Job - Copy the material below line for line without any change, starting at the line that contains "# test: point at every instance of the man's" and ending at the final line of the material, with both of those lines included.

[Data records]
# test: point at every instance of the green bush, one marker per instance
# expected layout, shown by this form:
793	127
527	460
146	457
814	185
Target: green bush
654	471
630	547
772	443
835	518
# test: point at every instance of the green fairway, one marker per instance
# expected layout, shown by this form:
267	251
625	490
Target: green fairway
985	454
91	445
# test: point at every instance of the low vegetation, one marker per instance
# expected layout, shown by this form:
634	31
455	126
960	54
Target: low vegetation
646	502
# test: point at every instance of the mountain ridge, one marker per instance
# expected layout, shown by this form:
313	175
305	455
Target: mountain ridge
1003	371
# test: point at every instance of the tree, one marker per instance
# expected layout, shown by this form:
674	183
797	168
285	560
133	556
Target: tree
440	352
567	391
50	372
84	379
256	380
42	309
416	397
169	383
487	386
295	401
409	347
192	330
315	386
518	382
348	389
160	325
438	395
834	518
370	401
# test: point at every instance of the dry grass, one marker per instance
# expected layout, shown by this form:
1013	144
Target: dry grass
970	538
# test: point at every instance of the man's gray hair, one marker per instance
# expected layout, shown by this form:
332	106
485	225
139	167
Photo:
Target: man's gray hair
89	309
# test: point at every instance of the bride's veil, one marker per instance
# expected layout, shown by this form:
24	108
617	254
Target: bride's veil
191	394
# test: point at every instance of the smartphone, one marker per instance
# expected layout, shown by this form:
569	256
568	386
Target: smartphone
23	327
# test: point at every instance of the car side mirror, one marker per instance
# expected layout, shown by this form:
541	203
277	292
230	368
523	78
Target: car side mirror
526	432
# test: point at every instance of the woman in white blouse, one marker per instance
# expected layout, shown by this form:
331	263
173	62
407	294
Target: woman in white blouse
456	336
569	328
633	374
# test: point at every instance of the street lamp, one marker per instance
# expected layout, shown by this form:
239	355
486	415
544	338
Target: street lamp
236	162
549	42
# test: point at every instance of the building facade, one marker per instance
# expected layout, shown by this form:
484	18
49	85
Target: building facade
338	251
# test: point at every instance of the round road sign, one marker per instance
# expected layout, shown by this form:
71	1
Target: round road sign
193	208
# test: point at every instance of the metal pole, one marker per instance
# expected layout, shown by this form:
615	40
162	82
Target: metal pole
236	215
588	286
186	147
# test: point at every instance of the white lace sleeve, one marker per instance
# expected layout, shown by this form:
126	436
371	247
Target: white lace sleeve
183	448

Answer -
# test: point at every instance of the man's gray hair, one marker per instance
# expected layout, shown by this form:
332	106
485	225
139	167
Photo:
Target: man's gray hair
89	309
# test: point at every instance of the bride's veil, one marker per instance
# expected layout, shown by this form:
24	108
617	254
Target: bride's veil
191	394
# test: point at every instance of the smartphone, one marker per instance
# expected layout, shown by this form:
569	256
568	386
Target: smartphone
23	327
# test: point at every instance of the car side mirror, one marker per instance
# expected layout, shown by this form:
541	203
277	292
230	368
523	78
Target: car side mirror
526	432
# test: point at every instance of the woman in white blouse, one marker per instance
# expected layout, shown by this form:
331	263
173	62
407	294
Target: woman in white blouse
456	336
569	328
633	374
# test: point at every instance of the street lamp, one marker per instance
# expected layout, shown by this form:
239	355
486	415
544	338
Target: street lamp
236	162
549	42
# test: point at every instance of the building facade, one marker per instance
# expected layout, shown by this form:
484	18
49	85
Target: building facade
338	251
# test: point at every instance of the round road sign, one marker per instance
# expected layout, shown by this form:
71	1
Target: round road sign
193	208
# test: point at every instance of the metal pole, one marker per instance
# expected layout, shown by this form:
615	40
162	82
Target: metal pole
236	215
588	286
186	147
# test: point at every instance of the white lace sleeve, one marker per instance
# expected layout, shown by this form:
126	436
371	247
Target: white lace sleeve
183	448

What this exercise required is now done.